**TRY IT**
In the data below, find every line with the string "fence" and pull it out.

[Natural language region descriptions]
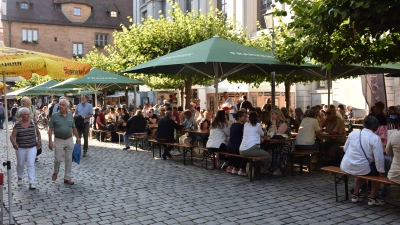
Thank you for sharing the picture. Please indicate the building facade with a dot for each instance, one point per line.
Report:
(67, 28)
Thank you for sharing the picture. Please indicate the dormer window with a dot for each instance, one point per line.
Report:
(24, 5)
(77, 11)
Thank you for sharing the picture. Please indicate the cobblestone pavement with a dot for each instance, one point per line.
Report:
(113, 186)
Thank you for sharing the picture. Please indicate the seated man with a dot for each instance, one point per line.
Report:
(333, 125)
(135, 124)
(165, 132)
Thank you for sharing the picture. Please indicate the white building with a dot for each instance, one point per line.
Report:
(248, 12)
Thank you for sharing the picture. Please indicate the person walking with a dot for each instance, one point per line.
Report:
(62, 123)
(25, 139)
(85, 111)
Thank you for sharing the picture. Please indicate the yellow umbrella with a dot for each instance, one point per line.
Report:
(19, 62)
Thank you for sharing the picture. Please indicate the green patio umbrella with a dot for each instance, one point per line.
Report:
(97, 80)
(216, 58)
(45, 89)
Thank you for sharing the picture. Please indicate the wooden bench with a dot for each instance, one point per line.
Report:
(186, 148)
(252, 160)
(345, 178)
(104, 132)
(300, 154)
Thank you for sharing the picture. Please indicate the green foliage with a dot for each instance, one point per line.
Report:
(153, 38)
(336, 32)
(34, 81)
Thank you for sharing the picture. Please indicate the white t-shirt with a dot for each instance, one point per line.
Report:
(217, 137)
(251, 136)
(306, 135)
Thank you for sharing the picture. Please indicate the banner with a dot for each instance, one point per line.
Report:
(374, 90)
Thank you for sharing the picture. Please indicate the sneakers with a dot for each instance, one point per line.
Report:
(242, 173)
(356, 198)
(69, 182)
(375, 201)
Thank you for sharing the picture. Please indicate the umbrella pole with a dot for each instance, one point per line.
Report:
(8, 163)
(272, 90)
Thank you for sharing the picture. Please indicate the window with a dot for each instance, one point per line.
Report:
(24, 5)
(262, 7)
(221, 5)
(77, 11)
(29, 35)
(144, 15)
(323, 84)
(189, 5)
(101, 40)
(77, 49)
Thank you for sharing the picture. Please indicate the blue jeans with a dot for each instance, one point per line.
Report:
(1, 120)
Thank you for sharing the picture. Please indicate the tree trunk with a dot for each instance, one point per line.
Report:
(188, 91)
(104, 98)
(287, 94)
(126, 97)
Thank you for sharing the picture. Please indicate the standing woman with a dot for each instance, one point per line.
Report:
(219, 130)
(26, 102)
(25, 139)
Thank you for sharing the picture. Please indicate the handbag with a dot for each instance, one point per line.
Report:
(38, 150)
(374, 171)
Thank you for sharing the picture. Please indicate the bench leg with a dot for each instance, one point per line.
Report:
(251, 170)
(184, 156)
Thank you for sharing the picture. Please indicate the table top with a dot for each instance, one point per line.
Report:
(198, 131)
(277, 141)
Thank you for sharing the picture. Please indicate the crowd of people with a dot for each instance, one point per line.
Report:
(235, 128)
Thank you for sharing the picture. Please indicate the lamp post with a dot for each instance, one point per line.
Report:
(269, 23)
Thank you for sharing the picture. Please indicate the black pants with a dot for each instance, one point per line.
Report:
(236, 161)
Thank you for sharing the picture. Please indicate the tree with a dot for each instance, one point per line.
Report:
(154, 38)
(342, 32)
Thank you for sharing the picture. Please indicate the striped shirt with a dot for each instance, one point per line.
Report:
(26, 138)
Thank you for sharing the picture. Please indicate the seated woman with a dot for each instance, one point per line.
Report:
(309, 128)
(252, 137)
(235, 140)
(361, 148)
(280, 126)
(189, 123)
(219, 130)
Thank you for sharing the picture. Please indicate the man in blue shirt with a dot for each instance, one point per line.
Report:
(85, 110)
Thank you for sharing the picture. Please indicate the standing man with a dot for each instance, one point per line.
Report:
(62, 123)
(85, 110)
(228, 102)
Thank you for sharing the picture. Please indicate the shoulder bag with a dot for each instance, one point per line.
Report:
(374, 171)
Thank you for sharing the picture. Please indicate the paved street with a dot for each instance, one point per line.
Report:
(113, 186)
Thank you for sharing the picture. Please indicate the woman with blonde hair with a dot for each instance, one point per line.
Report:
(280, 125)
(27, 103)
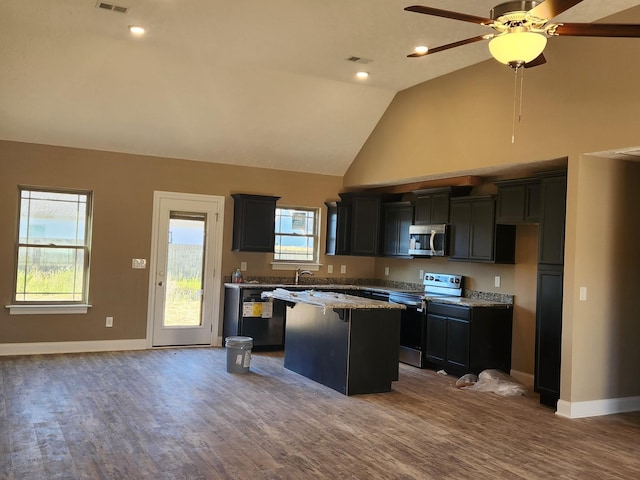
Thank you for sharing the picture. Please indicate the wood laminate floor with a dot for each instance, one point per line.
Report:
(177, 414)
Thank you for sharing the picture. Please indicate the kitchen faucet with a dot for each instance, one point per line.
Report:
(299, 273)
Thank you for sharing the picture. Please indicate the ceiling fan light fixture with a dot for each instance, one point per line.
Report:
(137, 30)
(421, 50)
(517, 48)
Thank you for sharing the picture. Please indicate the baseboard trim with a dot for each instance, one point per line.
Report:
(526, 379)
(43, 348)
(595, 408)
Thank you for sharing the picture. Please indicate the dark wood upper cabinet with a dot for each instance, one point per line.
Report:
(432, 205)
(338, 240)
(366, 213)
(552, 220)
(354, 224)
(397, 217)
(254, 218)
(475, 235)
(518, 201)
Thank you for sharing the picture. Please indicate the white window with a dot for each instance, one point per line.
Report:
(53, 247)
(296, 235)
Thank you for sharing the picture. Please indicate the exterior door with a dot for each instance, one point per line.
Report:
(184, 279)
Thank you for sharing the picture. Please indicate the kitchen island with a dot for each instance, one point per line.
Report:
(347, 343)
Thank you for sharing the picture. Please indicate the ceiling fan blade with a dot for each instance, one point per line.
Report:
(448, 14)
(539, 60)
(450, 45)
(598, 30)
(551, 8)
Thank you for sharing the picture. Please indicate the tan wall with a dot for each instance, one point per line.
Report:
(600, 336)
(584, 99)
(123, 188)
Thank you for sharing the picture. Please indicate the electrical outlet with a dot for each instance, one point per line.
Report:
(139, 263)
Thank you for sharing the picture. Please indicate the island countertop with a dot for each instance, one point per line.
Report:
(328, 300)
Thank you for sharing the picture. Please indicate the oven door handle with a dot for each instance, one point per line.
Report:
(432, 240)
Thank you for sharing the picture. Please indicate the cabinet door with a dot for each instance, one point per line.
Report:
(436, 338)
(343, 229)
(552, 220)
(440, 208)
(511, 204)
(397, 219)
(254, 220)
(482, 229)
(548, 334)
(460, 229)
(458, 343)
(365, 225)
(422, 214)
(532, 203)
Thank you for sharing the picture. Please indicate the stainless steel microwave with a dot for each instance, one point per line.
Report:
(429, 240)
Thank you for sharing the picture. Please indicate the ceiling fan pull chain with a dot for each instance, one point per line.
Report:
(521, 94)
(515, 103)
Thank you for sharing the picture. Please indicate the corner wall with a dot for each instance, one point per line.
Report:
(123, 187)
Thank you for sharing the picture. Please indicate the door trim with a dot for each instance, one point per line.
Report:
(216, 231)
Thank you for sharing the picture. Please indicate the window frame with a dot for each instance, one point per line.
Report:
(48, 305)
(316, 237)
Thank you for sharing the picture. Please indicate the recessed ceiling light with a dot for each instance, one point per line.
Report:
(421, 49)
(137, 29)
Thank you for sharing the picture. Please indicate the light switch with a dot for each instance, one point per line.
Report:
(140, 263)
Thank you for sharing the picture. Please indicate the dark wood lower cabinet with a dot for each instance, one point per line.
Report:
(549, 333)
(463, 339)
(349, 350)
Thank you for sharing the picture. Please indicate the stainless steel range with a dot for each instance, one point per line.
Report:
(413, 323)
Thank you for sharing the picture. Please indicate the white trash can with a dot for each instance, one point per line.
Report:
(238, 354)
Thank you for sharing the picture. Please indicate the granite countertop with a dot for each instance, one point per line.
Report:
(323, 286)
(327, 300)
(471, 298)
(467, 301)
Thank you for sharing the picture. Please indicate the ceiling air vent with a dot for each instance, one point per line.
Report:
(112, 7)
(361, 60)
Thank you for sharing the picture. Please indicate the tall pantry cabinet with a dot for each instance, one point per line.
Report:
(550, 280)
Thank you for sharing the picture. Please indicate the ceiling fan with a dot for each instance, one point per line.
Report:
(521, 30)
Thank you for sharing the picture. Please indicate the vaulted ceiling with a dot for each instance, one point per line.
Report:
(258, 83)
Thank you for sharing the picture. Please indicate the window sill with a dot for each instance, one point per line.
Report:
(47, 309)
(313, 267)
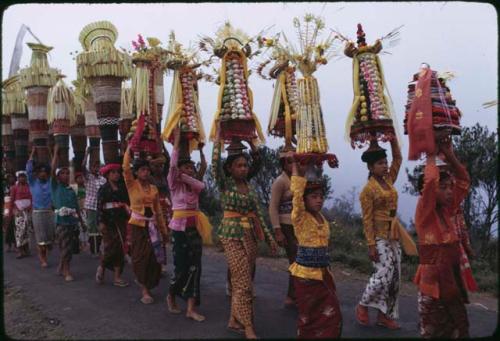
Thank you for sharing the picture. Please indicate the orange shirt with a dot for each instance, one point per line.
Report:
(428, 224)
(140, 199)
(431, 230)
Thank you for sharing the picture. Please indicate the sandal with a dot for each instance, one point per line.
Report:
(240, 331)
(121, 283)
(99, 275)
(196, 317)
(171, 309)
(147, 299)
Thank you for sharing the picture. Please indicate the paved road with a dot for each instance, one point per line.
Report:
(90, 311)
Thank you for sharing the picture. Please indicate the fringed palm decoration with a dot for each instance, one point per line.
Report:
(104, 68)
(37, 79)
(14, 105)
(372, 116)
(430, 107)
(234, 112)
(77, 129)
(61, 113)
(83, 99)
(285, 102)
(149, 64)
(184, 109)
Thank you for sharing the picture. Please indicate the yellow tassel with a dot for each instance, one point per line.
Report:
(356, 101)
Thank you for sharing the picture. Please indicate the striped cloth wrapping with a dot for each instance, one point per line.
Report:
(313, 257)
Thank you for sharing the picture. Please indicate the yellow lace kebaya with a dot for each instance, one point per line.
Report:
(308, 231)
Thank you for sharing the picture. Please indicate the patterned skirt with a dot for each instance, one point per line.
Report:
(113, 237)
(187, 251)
(67, 237)
(146, 268)
(318, 307)
(241, 256)
(44, 226)
(382, 291)
(23, 225)
(442, 319)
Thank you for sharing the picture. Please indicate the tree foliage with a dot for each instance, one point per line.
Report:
(477, 149)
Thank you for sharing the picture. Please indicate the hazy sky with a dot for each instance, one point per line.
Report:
(455, 36)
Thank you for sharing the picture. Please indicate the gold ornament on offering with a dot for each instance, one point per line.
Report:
(150, 63)
(235, 101)
(311, 136)
(285, 102)
(372, 116)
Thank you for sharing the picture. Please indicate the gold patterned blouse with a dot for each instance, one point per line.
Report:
(308, 231)
(379, 205)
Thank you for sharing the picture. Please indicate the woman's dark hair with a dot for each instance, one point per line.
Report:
(230, 159)
(138, 164)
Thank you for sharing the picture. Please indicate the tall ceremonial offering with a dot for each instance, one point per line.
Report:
(372, 117)
(312, 146)
(184, 109)
(84, 100)
(149, 64)
(7, 138)
(61, 114)
(77, 129)
(127, 116)
(430, 108)
(104, 68)
(234, 114)
(37, 79)
(14, 105)
(285, 102)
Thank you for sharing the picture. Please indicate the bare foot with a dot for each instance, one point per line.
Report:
(172, 305)
(195, 316)
(250, 333)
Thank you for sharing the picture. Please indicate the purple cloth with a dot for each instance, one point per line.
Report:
(184, 191)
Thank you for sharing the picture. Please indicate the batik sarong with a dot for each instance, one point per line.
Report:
(187, 252)
(241, 256)
(318, 308)
(382, 291)
(44, 226)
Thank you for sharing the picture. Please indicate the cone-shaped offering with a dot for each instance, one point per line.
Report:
(184, 108)
(14, 104)
(61, 114)
(430, 107)
(104, 68)
(371, 115)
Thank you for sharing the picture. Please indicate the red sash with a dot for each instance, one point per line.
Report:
(420, 129)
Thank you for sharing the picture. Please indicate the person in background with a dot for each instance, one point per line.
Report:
(188, 226)
(20, 198)
(42, 215)
(93, 181)
(442, 291)
(112, 217)
(280, 209)
(379, 202)
(67, 215)
(146, 223)
(80, 194)
(159, 173)
(242, 225)
(317, 302)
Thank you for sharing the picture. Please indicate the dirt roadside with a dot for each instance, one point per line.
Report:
(24, 320)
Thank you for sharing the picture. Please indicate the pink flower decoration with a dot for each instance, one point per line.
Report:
(140, 40)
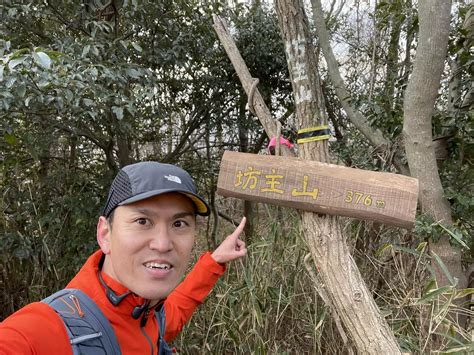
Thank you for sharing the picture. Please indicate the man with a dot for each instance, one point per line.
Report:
(145, 235)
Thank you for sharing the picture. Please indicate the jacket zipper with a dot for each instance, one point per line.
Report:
(142, 329)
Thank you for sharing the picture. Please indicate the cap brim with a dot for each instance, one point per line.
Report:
(202, 207)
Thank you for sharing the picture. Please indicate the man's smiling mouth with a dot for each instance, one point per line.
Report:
(154, 266)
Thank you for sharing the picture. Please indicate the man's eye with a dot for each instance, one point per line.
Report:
(142, 221)
(180, 224)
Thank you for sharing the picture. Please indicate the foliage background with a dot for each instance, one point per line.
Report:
(87, 87)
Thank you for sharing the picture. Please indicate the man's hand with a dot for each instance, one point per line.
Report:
(232, 247)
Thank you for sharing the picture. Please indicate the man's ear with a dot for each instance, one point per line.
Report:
(103, 235)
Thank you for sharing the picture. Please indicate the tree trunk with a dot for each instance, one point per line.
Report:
(420, 96)
(347, 293)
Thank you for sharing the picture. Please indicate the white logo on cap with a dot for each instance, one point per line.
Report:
(173, 178)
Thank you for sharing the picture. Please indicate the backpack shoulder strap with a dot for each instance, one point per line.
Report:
(163, 347)
(89, 330)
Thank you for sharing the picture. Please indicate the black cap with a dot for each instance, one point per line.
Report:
(143, 180)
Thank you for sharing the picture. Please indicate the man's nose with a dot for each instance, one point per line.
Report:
(161, 240)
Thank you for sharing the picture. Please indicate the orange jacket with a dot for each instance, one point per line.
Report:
(37, 329)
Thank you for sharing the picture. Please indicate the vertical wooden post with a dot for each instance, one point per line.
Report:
(348, 294)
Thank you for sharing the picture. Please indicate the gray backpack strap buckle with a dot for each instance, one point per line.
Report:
(88, 329)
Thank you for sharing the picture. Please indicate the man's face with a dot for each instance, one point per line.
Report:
(148, 246)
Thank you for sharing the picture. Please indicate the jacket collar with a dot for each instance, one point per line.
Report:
(87, 280)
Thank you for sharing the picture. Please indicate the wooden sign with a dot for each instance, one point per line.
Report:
(319, 187)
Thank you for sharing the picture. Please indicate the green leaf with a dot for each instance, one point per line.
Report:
(14, 62)
(435, 293)
(118, 112)
(137, 47)
(133, 73)
(88, 102)
(455, 236)
(21, 90)
(464, 292)
(10, 138)
(86, 50)
(444, 268)
(42, 59)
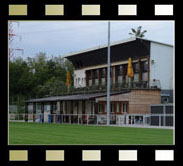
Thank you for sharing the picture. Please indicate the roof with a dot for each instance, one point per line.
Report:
(120, 51)
(113, 44)
(74, 97)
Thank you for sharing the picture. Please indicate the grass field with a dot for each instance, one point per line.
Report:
(36, 133)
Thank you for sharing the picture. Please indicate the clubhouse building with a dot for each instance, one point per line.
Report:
(152, 84)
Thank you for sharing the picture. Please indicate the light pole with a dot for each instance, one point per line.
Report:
(108, 76)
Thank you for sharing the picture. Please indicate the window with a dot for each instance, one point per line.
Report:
(96, 73)
(103, 73)
(119, 70)
(112, 108)
(166, 100)
(144, 66)
(89, 74)
(136, 67)
(124, 71)
(124, 107)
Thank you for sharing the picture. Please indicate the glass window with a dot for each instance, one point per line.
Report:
(124, 71)
(136, 67)
(103, 73)
(144, 66)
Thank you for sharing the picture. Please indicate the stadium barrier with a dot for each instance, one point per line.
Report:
(157, 120)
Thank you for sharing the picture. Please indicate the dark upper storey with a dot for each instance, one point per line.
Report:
(135, 49)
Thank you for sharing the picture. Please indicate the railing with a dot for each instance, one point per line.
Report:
(152, 84)
(158, 120)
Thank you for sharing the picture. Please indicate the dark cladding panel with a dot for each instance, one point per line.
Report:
(169, 109)
(156, 109)
(134, 49)
(169, 121)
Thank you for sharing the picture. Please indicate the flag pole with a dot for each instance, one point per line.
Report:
(108, 77)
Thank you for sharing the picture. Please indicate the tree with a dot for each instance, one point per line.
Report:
(138, 32)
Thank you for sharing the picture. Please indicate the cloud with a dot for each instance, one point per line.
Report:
(62, 37)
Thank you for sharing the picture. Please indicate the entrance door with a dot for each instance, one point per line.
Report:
(125, 113)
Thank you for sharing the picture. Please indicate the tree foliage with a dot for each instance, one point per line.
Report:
(38, 76)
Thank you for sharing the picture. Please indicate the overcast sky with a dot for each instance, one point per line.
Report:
(62, 37)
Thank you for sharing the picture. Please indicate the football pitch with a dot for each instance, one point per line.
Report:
(21, 133)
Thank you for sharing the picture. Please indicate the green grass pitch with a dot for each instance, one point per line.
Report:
(72, 134)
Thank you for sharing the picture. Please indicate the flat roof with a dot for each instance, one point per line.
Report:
(74, 97)
(112, 44)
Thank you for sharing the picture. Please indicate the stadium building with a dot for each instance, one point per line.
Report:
(152, 84)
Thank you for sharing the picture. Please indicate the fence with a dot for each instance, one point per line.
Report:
(162, 115)
(94, 119)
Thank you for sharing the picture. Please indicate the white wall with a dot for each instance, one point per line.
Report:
(79, 74)
(162, 69)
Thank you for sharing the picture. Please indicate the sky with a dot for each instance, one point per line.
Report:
(57, 38)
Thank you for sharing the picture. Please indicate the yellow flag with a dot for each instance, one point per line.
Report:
(68, 80)
(130, 68)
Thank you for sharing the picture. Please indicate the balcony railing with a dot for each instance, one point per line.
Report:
(153, 84)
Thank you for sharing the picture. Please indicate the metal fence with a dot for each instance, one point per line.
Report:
(162, 115)
(95, 119)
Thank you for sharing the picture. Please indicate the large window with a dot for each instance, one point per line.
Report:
(144, 66)
(124, 71)
(103, 73)
(136, 67)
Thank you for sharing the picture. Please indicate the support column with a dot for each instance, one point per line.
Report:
(26, 112)
(34, 112)
(77, 107)
(87, 81)
(93, 77)
(96, 108)
(106, 76)
(51, 112)
(91, 107)
(61, 111)
(71, 111)
(99, 77)
(83, 110)
(140, 71)
(42, 112)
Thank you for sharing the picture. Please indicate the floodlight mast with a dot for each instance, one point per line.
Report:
(108, 76)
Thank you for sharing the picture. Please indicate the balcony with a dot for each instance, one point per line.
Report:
(153, 84)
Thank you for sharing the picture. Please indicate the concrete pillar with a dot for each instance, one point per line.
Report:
(26, 112)
(34, 112)
(42, 112)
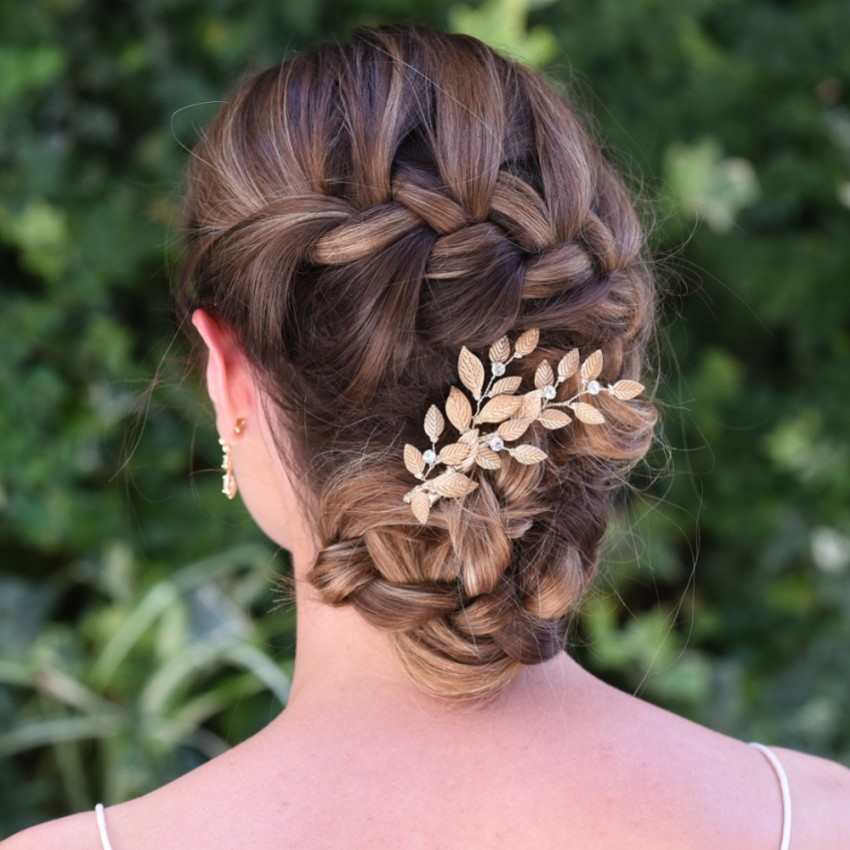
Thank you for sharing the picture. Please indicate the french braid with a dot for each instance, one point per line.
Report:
(358, 214)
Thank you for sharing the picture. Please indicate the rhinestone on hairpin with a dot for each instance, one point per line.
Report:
(502, 407)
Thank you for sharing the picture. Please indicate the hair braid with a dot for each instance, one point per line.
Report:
(356, 216)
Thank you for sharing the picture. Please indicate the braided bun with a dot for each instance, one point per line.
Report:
(357, 215)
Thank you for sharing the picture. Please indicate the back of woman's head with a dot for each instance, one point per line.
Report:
(356, 216)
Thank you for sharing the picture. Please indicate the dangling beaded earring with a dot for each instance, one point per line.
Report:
(228, 480)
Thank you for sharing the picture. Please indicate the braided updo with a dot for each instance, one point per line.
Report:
(356, 216)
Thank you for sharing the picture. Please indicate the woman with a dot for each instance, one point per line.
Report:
(424, 306)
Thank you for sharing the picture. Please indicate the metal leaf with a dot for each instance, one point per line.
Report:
(454, 453)
(527, 342)
(528, 454)
(413, 460)
(544, 376)
(513, 429)
(488, 459)
(568, 365)
(627, 389)
(453, 484)
(588, 413)
(471, 372)
(434, 423)
(420, 504)
(505, 386)
(551, 418)
(458, 409)
(591, 367)
(499, 409)
(500, 350)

**YOUR RESPONSE**
Thank you for sharing the picture. Please indicate the fence with a dot for each instance, one point per line.
Thank you for sharing the picture. Please indicate the metal fence with a dot for each instance, one point per line.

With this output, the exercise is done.